* PROBLEM TO SOLVE: What you return should be the exact lines from the one with "every white fabric" to the end of the records below, both included, and no pictures.

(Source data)
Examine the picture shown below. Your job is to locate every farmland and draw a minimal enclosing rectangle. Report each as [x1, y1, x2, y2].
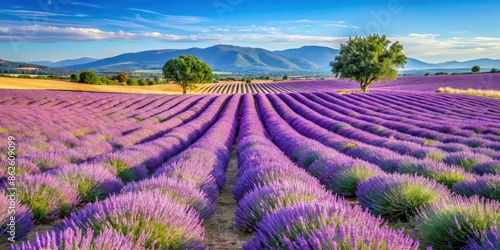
[0, 84, 499, 249]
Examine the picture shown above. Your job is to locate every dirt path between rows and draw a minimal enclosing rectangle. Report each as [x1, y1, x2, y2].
[203, 144, 251, 249]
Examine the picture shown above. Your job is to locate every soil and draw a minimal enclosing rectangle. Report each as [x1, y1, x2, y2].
[203, 145, 251, 249]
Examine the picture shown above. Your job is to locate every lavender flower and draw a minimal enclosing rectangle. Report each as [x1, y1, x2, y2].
[10, 227, 145, 250]
[0, 194, 34, 241]
[452, 174, 500, 200]
[7, 174, 79, 221]
[357, 174, 451, 221]
[60, 190, 205, 249]
[296, 223, 419, 249]
[413, 195, 500, 249]
[444, 151, 491, 171]
[121, 175, 216, 220]
[245, 201, 383, 249]
[50, 163, 124, 202]
[235, 181, 333, 232]
[472, 160, 500, 175]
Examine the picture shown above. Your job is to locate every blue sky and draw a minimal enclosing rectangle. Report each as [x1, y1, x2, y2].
[0, 0, 499, 62]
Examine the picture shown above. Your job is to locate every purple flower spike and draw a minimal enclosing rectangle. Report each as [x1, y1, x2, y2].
[235, 181, 333, 232]
[50, 163, 124, 202]
[245, 201, 383, 249]
[60, 190, 205, 249]
[357, 173, 451, 221]
[10, 227, 146, 250]
[452, 174, 500, 200]
[1, 194, 34, 241]
[298, 223, 419, 249]
[121, 175, 217, 220]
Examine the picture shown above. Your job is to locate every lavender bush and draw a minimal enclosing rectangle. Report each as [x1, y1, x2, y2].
[357, 174, 451, 221]
[412, 195, 500, 249]
[60, 190, 205, 249]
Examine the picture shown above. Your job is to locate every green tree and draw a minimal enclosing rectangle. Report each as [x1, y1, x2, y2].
[100, 76, 116, 85]
[138, 78, 147, 86]
[79, 70, 100, 84]
[330, 34, 407, 92]
[282, 74, 290, 80]
[117, 72, 128, 83]
[491, 68, 498, 73]
[162, 55, 213, 95]
[471, 65, 481, 73]
[245, 78, 252, 83]
[70, 73, 79, 82]
[127, 78, 139, 86]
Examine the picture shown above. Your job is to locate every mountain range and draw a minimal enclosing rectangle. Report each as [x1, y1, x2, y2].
[22, 44, 500, 72]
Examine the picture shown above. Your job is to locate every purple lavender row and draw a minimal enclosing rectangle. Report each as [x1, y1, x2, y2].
[110, 95, 214, 148]
[7, 95, 236, 248]
[299, 92, 500, 157]
[340, 91, 500, 135]
[313, 92, 500, 152]
[1, 95, 210, 178]
[329, 91, 500, 132]
[236, 94, 419, 249]
[328, 91, 500, 143]
[373, 91, 500, 122]
[285, 93, 500, 170]
[283, 92, 475, 161]
[258, 93, 500, 248]
[12, 95, 240, 249]
[272, 93, 500, 209]
[1, 95, 230, 242]
[260, 94, 459, 220]
[266, 93, 474, 188]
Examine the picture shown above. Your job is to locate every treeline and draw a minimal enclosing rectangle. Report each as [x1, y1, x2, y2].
[72, 71, 167, 86]
[0, 60, 75, 75]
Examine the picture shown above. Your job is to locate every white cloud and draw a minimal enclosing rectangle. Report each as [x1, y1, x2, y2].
[408, 33, 440, 39]
[69, 2, 101, 8]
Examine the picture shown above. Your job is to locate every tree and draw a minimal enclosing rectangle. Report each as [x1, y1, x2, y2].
[246, 78, 252, 83]
[70, 73, 79, 82]
[162, 55, 213, 95]
[138, 78, 147, 86]
[282, 74, 290, 80]
[491, 68, 498, 73]
[330, 34, 406, 92]
[79, 70, 100, 84]
[127, 78, 139, 86]
[117, 72, 128, 83]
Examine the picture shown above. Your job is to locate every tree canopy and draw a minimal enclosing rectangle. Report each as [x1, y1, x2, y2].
[471, 65, 481, 73]
[79, 70, 100, 85]
[330, 34, 406, 92]
[162, 55, 213, 94]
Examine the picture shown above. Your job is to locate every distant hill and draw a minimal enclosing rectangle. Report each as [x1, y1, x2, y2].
[274, 46, 340, 70]
[27, 57, 98, 68]
[57, 44, 500, 72]
[0, 60, 75, 75]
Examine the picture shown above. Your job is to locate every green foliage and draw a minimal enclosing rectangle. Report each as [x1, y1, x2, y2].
[100, 76, 116, 85]
[117, 72, 128, 83]
[412, 196, 500, 249]
[471, 65, 481, 73]
[491, 68, 498, 73]
[245, 78, 252, 83]
[424, 72, 430, 76]
[282, 74, 290, 80]
[138, 78, 147, 86]
[162, 55, 213, 94]
[17, 74, 32, 79]
[126, 78, 139, 86]
[435, 72, 448, 75]
[79, 70, 100, 84]
[331, 34, 406, 92]
[70, 73, 79, 82]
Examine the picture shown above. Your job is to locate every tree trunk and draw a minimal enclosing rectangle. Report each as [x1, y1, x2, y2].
[183, 86, 187, 95]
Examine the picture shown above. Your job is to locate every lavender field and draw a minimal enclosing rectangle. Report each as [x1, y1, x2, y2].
[197, 73, 500, 94]
[1, 88, 500, 249]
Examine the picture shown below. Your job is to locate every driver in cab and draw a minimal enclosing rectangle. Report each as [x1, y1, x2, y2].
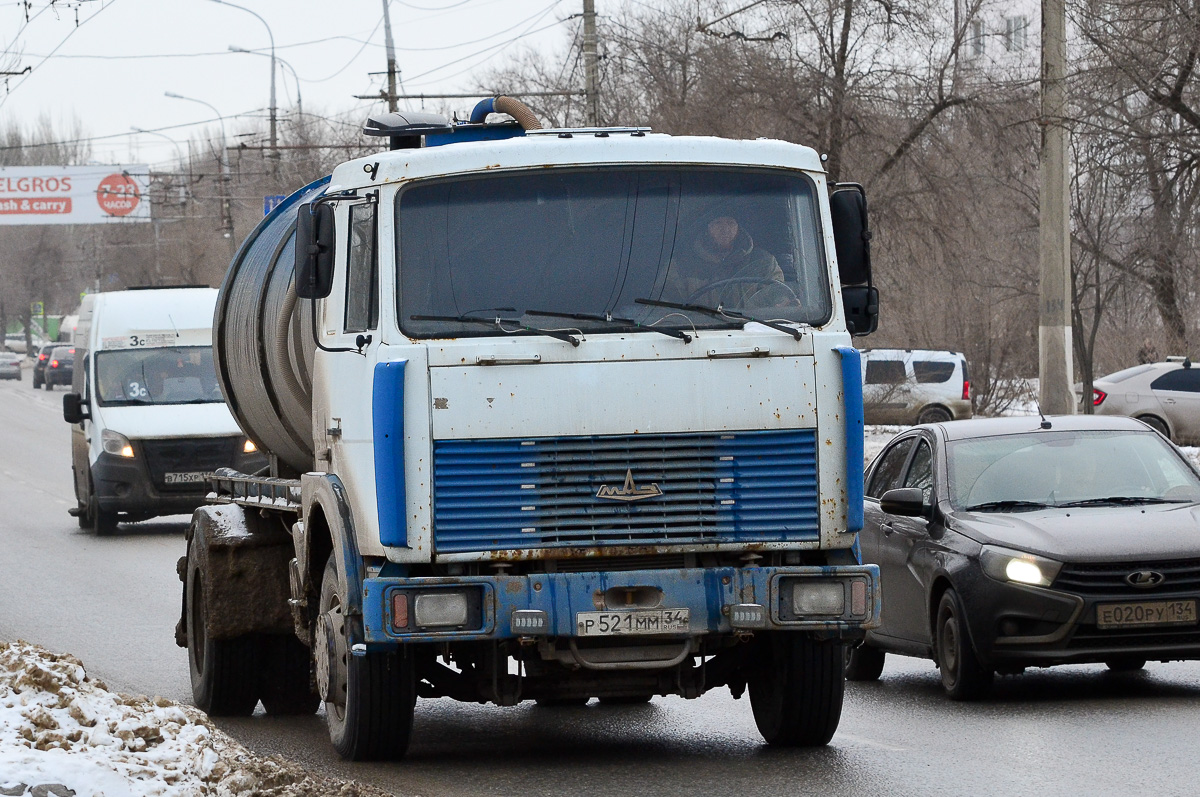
[666, 214, 788, 309]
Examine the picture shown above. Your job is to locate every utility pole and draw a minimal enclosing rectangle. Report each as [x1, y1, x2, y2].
[582, 0, 600, 126]
[382, 0, 400, 112]
[1038, 0, 1074, 415]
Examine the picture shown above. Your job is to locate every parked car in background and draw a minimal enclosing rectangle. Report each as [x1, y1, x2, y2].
[43, 346, 75, 390]
[861, 348, 972, 425]
[847, 414, 1200, 699]
[0, 351, 21, 380]
[1090, 358, 1200, 445]
[31, 343, 58, 389]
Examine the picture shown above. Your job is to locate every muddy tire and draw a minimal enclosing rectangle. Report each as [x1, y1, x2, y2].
[319, 554, 416, 760]
[186, 531, 260, 716]
[748, 633, 844, 747]
[259, 634, 320, 715]
[936, 590, 993, 700]
[844, 643, 886, 681]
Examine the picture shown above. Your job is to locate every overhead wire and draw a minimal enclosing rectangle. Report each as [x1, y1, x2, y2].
[403, 4, 568, 87]
[0, 0, 120, 110]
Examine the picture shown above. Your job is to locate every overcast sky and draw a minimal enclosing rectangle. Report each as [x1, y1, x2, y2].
[1, 0, 591, 167]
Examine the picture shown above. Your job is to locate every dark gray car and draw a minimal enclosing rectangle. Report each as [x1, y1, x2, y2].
[848, 414, 1200, 699]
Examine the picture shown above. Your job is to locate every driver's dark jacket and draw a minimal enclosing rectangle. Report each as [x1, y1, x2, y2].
[665, 229, 785, 308]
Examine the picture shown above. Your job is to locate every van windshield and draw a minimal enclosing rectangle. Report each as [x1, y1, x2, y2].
[397, 167, 831, 338]
[94, 346, 223, 406]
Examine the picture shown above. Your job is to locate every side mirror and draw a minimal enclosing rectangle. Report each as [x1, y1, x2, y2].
[842, 285, 879, 336]
[295, 201, 336, 299]
[831, 184, 878, 336]
[63, 392, 89, 424]
[879, 487, 927, 518]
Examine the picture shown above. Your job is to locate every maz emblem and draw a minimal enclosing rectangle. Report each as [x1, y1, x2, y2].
[596, 469, 664, 502]
[1125, 570, 1166, 589]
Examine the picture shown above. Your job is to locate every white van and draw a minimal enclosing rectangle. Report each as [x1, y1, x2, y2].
[860, 348, 973, 425]
[62, 288, 266, 533]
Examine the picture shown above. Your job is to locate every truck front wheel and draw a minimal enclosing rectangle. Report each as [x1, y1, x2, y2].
[185, 528, 260, 716]
[317, 554, 416, 760]
[748, 633, 845, 747]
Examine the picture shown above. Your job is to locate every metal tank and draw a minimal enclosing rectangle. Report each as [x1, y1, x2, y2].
[213, 177, 329, 475]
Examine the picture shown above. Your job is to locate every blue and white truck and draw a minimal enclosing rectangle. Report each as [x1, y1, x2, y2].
[176, 96, 881, 760]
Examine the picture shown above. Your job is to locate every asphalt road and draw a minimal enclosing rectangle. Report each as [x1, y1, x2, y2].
[3, 374, 1200, 796]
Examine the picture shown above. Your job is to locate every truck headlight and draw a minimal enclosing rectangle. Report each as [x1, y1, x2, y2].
[980, 545, 1062, 587]
[414, 592, 469, 628]
[791, 581, 846, 615]
[101, 429, 135, 458]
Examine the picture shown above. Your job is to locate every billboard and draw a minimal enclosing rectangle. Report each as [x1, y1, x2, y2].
[0, 165, 151, 225]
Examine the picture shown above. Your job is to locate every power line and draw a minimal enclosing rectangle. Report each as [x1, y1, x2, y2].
[0, 0, 120, 111]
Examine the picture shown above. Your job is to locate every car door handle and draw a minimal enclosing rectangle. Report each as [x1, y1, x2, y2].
[881, 522, 895, 535]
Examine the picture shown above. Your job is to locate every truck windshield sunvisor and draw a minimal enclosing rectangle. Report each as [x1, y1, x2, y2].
[94, 346, 224, 407]
[397, 167, 832, 339]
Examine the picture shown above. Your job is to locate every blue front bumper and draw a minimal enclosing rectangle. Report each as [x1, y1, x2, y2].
[362, 565, 879, 644]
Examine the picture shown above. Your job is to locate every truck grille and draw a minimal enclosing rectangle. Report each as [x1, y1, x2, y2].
[141, 437, 241, 493]
[431, 429, 820, 554]
[1053, 558, 1200, 596]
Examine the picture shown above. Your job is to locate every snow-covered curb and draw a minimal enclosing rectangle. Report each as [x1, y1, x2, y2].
[0, 642, 388, 797]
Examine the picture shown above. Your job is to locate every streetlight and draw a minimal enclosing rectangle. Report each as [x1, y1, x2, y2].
[229, 45, 301, 118]
[209, 0, 276, 155]
[165, 91, 235, 252]
[164, 90, 227, 166]
[130, 125, 185, 167]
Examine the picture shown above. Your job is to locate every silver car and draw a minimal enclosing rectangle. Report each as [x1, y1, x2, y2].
[0, 351, 22, 381]
[1092, 358, 1200, 444]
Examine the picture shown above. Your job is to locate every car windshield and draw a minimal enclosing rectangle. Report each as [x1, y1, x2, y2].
[398, 166, 831, 338]
[51, 348, 74, 362]
[94, 346, 222, 407]
[948, 429, 1200, 510]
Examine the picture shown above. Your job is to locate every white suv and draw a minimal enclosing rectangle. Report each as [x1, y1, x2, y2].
[860, 348, 973, 425]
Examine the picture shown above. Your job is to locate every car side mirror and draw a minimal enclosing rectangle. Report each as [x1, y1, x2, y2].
[295, 201, 336, 299]
[880, 487, 927, 517]
[62, 392, 89, 424]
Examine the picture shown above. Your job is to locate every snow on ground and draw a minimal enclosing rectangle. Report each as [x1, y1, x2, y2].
[0, 642, 389, 797]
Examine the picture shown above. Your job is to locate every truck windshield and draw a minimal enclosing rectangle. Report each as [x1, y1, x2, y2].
[94, 346, 223, 407]
[397, 167, 831, 338]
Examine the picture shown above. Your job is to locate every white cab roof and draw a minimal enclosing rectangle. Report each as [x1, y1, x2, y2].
[329, 132, 826, 192]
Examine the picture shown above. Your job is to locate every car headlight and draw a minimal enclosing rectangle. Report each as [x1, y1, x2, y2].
[243, 438, 258, 454]
[101, 429, 135, 458]
[980, 545, 1062, 587]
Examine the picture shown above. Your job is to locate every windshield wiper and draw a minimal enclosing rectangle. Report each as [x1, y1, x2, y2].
[634, 298, 802, 341]
[1056, 496, 1190, 507]
[963, 500, 1050, 512]
[410, 314, 580, 347]
[525, 309, 691, 342]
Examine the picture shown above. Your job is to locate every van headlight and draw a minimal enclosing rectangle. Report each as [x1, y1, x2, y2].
[980, 546, 1062, 587]
[101, 429, 135, 458]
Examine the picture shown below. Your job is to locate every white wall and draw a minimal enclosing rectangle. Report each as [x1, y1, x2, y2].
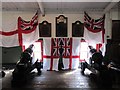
[39, 13, 85, 37]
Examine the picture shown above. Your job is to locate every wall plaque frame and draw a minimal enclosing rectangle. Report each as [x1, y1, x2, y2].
[39, 21, 51, 37]
[72, 21, 84, 37]
[56, 15, 67, 37]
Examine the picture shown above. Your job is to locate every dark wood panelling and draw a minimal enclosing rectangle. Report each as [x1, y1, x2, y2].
[112, 20, 120, 41]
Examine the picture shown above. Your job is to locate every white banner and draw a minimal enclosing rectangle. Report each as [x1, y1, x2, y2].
[0, 34, 19, 47]
[84, 27, 103, 45]
[22, 27, 39, 45]
[0, 11, 39, 47]
[43, 38, 81, 71]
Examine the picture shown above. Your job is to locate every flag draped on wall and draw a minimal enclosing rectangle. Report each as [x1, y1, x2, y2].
[43, 38, 81, 71]
[0, 11, 39, 47]
[52, 38, 71, 57]
[84, 12, 105, 44]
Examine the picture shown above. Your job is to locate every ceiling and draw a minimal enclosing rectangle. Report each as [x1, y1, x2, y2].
[2, 0, 120, 16]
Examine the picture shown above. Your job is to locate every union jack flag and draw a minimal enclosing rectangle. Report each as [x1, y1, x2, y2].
[52, 38, 71, 57]
[84, 12, 105, 33]
[19, 11, 38, 31]
[17, 11, 39, 48]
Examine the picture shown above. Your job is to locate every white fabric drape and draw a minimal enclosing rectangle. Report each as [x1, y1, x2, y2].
[22, 27, 39, 45]
[84, 27, 103, 45]
[43, 38, 81, 71]
[0, 11, 39, 47]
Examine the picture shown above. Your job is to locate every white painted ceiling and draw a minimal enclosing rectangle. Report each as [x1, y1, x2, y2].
[2, 0, 120, 15]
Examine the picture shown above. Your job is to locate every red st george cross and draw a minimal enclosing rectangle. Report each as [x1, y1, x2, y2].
[43, 38, 80, 70]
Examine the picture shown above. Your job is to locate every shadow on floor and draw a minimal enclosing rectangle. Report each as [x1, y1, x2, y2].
[1, 68, 120, 89]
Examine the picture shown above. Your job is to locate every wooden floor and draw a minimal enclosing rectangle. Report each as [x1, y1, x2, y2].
[1, 67, 120, 90]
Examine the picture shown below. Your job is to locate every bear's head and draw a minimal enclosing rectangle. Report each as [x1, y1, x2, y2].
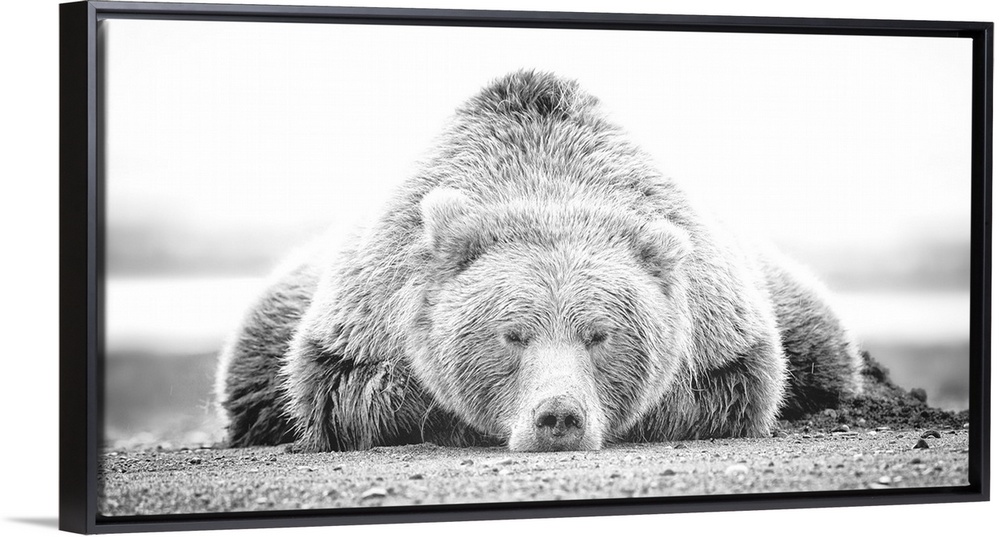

* YOUR SOLUTION:
Examine the picture shown above. Your job is to locate every white fabric drape and draw a minimal enclosing rectangle. Report each as [x1, y1, x2, y2].
[22, 27, 39, 45]
[84, 27, 103, 45]
[43, 38, 81, 71]
[0, 11, 39, 47]
Examine the picture shown above. Your job is to locate every white painted ceiling and draw a minimal enclosing rectangle. Report each as [x1, y1, x2, y2].
[2, 0, 120, 15]
Examine the picture shown above. Your job is to locate every red st george cross and draw a minimal enclosing rectangle. Report each as [x1, y1, x2, y2].
[43, 38, 80, 70]
Examine the picture shown above. Your job is to locate every shadow on floor and draw a minimal enclosing rectangle. Report each as [x1, y1, x2, y2].
[1, 68, 120, 89]
Examine the picture shown above. Your job is to locate every wooden floor and draw a minimal enclosing rectangle. Report each as [x1, y1, x2, y2].
[1, 67, 120, 90]
Examine the picture shown below. Your job is to locate every bear's head and draw a minimal enclosing rectangle. Report each as [x1, y1, x2, y2].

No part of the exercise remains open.